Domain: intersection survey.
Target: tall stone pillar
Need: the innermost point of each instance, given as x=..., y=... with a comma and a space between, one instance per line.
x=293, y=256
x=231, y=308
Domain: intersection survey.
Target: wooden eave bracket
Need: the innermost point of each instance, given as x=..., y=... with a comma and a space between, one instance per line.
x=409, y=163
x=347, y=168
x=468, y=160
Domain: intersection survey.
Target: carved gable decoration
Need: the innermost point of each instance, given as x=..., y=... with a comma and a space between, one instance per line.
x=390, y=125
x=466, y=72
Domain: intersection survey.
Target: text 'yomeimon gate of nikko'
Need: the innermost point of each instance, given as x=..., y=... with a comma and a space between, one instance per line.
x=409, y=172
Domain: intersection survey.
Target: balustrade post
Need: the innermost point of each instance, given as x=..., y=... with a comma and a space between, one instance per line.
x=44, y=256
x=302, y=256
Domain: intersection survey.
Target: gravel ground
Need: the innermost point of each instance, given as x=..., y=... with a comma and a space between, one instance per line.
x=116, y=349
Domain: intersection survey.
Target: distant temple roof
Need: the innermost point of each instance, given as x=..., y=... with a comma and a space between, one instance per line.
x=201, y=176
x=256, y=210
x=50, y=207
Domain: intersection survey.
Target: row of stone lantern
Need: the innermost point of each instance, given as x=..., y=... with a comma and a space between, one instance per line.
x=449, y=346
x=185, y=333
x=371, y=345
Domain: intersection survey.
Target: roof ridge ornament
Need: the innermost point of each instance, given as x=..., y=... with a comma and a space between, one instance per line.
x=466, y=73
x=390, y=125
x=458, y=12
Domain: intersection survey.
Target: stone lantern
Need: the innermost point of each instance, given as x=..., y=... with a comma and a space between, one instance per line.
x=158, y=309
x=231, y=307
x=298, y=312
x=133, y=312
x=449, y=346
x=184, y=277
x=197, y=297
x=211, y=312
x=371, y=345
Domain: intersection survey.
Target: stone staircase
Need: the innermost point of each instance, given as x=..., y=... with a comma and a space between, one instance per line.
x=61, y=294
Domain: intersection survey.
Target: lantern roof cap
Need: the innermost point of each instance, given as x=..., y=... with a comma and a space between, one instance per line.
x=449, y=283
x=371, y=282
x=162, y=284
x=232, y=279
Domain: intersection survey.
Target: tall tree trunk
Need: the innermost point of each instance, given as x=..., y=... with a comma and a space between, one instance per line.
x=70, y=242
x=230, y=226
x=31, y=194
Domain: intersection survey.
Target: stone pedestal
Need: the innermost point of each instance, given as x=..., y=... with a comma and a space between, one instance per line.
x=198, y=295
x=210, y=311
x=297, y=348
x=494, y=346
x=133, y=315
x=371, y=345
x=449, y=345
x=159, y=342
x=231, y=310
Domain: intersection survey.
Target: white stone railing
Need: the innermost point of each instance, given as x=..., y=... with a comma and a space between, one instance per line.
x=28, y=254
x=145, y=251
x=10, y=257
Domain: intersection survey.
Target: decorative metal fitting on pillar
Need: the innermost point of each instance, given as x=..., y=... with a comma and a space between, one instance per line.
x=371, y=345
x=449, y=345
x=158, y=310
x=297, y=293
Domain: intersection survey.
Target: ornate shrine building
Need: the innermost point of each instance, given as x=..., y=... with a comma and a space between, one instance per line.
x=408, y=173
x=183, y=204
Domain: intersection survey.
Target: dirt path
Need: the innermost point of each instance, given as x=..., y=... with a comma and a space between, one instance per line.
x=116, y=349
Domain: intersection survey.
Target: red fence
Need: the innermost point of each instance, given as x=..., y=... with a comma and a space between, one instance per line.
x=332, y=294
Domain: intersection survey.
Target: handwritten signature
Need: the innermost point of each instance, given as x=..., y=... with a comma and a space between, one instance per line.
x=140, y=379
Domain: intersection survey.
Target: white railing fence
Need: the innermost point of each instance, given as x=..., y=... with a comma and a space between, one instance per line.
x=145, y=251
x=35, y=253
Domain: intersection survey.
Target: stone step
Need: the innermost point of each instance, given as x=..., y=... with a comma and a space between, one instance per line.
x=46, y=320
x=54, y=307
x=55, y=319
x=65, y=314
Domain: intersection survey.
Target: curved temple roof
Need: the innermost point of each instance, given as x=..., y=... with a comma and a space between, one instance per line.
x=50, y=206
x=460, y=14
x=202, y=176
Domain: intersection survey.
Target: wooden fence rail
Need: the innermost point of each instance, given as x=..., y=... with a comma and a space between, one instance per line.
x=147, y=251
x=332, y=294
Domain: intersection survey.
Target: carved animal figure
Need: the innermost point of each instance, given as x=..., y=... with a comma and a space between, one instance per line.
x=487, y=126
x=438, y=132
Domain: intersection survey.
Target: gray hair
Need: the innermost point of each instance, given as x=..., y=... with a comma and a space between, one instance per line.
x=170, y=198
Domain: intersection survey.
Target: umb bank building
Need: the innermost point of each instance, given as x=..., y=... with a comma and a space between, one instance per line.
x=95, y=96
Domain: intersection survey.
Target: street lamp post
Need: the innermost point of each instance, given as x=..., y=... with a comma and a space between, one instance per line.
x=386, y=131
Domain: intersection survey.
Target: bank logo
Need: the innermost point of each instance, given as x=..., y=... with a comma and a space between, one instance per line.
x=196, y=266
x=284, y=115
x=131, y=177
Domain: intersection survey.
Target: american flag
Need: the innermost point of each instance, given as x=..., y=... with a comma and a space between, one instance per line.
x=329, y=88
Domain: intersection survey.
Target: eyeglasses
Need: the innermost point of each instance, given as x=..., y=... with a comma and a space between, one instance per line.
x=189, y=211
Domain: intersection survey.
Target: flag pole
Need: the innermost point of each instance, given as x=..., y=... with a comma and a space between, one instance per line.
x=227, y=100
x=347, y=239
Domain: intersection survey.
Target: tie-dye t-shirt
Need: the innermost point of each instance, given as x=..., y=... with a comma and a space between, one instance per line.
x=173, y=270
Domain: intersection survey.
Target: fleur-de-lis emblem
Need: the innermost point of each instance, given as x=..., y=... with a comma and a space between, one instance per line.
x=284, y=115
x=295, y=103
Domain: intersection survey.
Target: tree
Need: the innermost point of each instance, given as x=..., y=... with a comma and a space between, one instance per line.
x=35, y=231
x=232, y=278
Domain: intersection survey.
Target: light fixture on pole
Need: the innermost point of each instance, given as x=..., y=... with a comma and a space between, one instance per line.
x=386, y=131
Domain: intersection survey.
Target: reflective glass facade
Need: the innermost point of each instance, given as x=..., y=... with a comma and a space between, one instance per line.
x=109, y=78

--------------------------------------------------

Set problem:
Convert all the data above into a two-column CSV headed input and output, putting each text in input and its answer beside it in output, one row per text. Wrap every field in double quotes and replace line breaks with spaces.

Complete response:
input,output
"Domain: intersection survey. Target: tall stone pillar Need: the innermost point of each instance, given as x=..., y=... with a comma and a space between, one instance per line.","x=293, y=256 x=231, y=308"
"Domain: intersection survey. Target: wooden eave bracket Need: the innermost point of each instance, given as x=..., y=... with a comma and a space between, one instance per line.","x=409, y=163 x=347, y=168 x=468, y=160"
"Domain: intersection survey. Target: carved gable decoration Need: the innermost point of each instance, given as x=..., y=... with a comma and a space between, one instance per line.","x=390, y=125 x=466, y=72"
"Domain: intersection survey. Target: text 'yomeimon gate of nikko' Need: the innermost point of each instance, given as x=..., y=... with a comma and a space between, one instance per line.","x=409, y=172"
"Domain: intersection survey. Target: balustrade post Need: the innermost point of each instance, given as x=..., y=... with a comma and a space between, one instance per line.","x=44, y=256 x=302, y=256"
"Domain: intersection survey. Target: gravel ground Need: the innermost point of each instance, given as x=..., y=... with a comma and a space between, one instance per line.","x=116, y=349"
"Domain: intersection survey. Target: distant temple roof Need: the innermost point of each instance, given as x=..., y=... with a comma and a space between, one instance per line.","x=201, y=176 x=256, y=210 x=50, y=207"
"Domain: intersection survey. Target: row of stone lantern Need: the innermost point of each instance, given as x=..., y=... with a comma and a space between, one instance per line.","x=449, y=346 x=185, y=333 x=371, y=345"
"Domain: intersection survey. Target: roof ridge ornament Need: the innermost point of each instance, given as x=..., y=... with a comma and a space between, one instance per line.","x=466, y=73 x=390, y=125 x=458, y=12"
"Domain: intersection survey. Target: stone lantern Need: the innermost point of each instance, given as x=..., y=... with a comma and a space between, one instance per line.","x=158, y=309 x=231, y=307 x=298, y=312 x=133, y=312 x=449, y=346 x=184, y=277 x=197, y=297 x=211, y=312 x=371, y=345"
"Domain: intersection survey. Target: stone staircase Need: the innermost point of each instance, given as x=..., y=... with a comma and a space between, one instance per line.","x=61, y=294"
"Domain: intersection survey. Target: lantern roof cap Need: the innermost point of each instance, given as x=..., y=... with a comma and a space between, one instance per line.","x=449, y=283 x=371, y=282 x=162, y=284 x=232, y=279"
"Domain: intersection survey. Target: tall tree trunk Need: the innermost point of each instance, given as x=..., y=... with a comma and a space between, one instance per line.","x=70, y=242 x=230, y=226 x=31, y=194"
"Domain: intersection survey. Target: stone pedestal Need: the innermost point of each instance, given as x=..., y=... with a comma and a space between, one instance per line.","x=198, y=295 x=210, y=311 x=297, y=348 x=494, y=346 x=133, y=315 x=371, y=345 x=449, y=345 x=159, y=342 x=231, y=310"
"Domain: intersection survey. Target: white stone railing Need: the innermost point of each instance, given as x=..., y=... with a comma and a space between, one instance per line.","x=28, y=254 x=145, y=251 x=10, y=257"
"Domain: intersection survey. Target: decorative metal fitting on pillar Need: the innermost point of each instance, given as x=..., y=... with a comma and a space between, one instance per line.","x=371, y=345 x=449, y=345 x=158, y=310 x=297, y=293"
"Domain: intersection survey. Target: ornate shrine building Need: the innermost point of each instance, given as x=..., y=... with a comma and a space between, one instance per line.","x=408, y=173 x=183, y=204"
"Domain: intersection survey. Target: dirt path Need: the innermost point of each instance, given as x=..., y=... with a comma and a space between, one instance per line.","x=116, y=349"
"Domain: intersection survey. Target: red fence Need: the innermost point of each instance, given as x=..., y=... with a comma and a space between, one instance per line.","x=332, y=294"
"Domain: intersection survey. Target: handwritten signature Need: the innermost point of each instance, given as x=..., y=... with a comma and a space between, one instance per line.","x=140, y=379"
"Domain: intersection survey. Target: white railing fence Need: the innermost point of each instance, given as x=..., y=... with a comma and a space between, one instance per line.","x=145, y=251 x=35, y=253"
"Domain: intersection survey. Target: stone step Need: the innermost point of each instance, given as x=..., y=... with a comma and a space between, one instance per line.","x=46, y=320 x=54, y=307 x=55, y=319 x=65, y=314"
"Domain: intersection survey. Target: curved temple roof Need: the innermost point of each instance, given as x=..., y=... with a comma and a space between, one instance per line.","x=50, y=206 x=460, y=14 x=202, y=176"
"Domain: intersection survey. Target: wooden fence rail Need: the innermost point of each instance, given as x=..., y=... with a comma and a space between, one instance per line.","x=147, y=251 x=332, y=294"
"Domain: intersection survey. Target: carved animal figure Need: the innermost point of each instance, given as x=..., y=... with a comma and a space between, one instance per line.","x=487, y=126 x=438, y=132"
"Domain: intersection survey. Target: gray hair Need: the innermost point of each instance, given as x=..., y=... with a comma and a space between, one instance per line.","x=170, y=198"
"Domain: intersection survey. Target: umb bank building Need: the innermost point of each instance, given as x=..., y=... with a comma and a space between, one instance per line.","x=95, y=96"
"Domain: intersection survey. Target: street lamp post Need: the innermost point of each instance, given as x=..., y=... with a comma and a space between, one instance per line.","x=386, y=131"
"Domain: intersection survey. Target: bank logo Need: the innermost point of each instance, given as x=..., y=... with a comma and a space between, one instance per line.","x=196, y=266 x=284, y=115 x=131, y=177"
"Domain: intersection survey. Target: american flag Need: the innermost point of each instance, given as x=..., y=... with a comma and a space between, one instance per line.","x=329, y=88"
"Domain: intersection survey. Target: eyeglasses Need: the innermost point of each instance, given as x=..., y=... with a comma and a space between, one instance per line.","x=189, y=211"
"Domain: intersection survey. Target: flag pole Need: the innermost point of each instance, given as x=..., y=... with a comma and a space between, one instance per line.","x=227, y=100 x=347, y=239"
"Domain: intersection survey. Target: tie-dye t-shirt Need: the innermost point of each instance, given as x=..., y=... with a comma and a space between, one instance per line.","x=173, y=270"
"Domain: intersection survey. Target: fleur-de-lis emblem Need: the innermost point of each instance, given as x=..., y=... with a comma and a space between, one instance per line.","x=284, y=115 x=295, y=103"
"Domain: intersection survey. Target: tree Need: the innermost point of each instance, given as x=..., y=... with a comma and a space between, one instance per line.","x=35, y=231 x=232, y=278"
"Domain: intersection survey. Target: light fixture on pole Need: the innermost point of each instance, given as x=..., y=... with a comma and a space between, one instance per line.","x=386, y=131"
"Domain: intersection survey. Target: reflective glass facade Need: the innermost point of each instance, given as x=..., y=... with a comma and a space between, one instance per line.","x=109, y=78"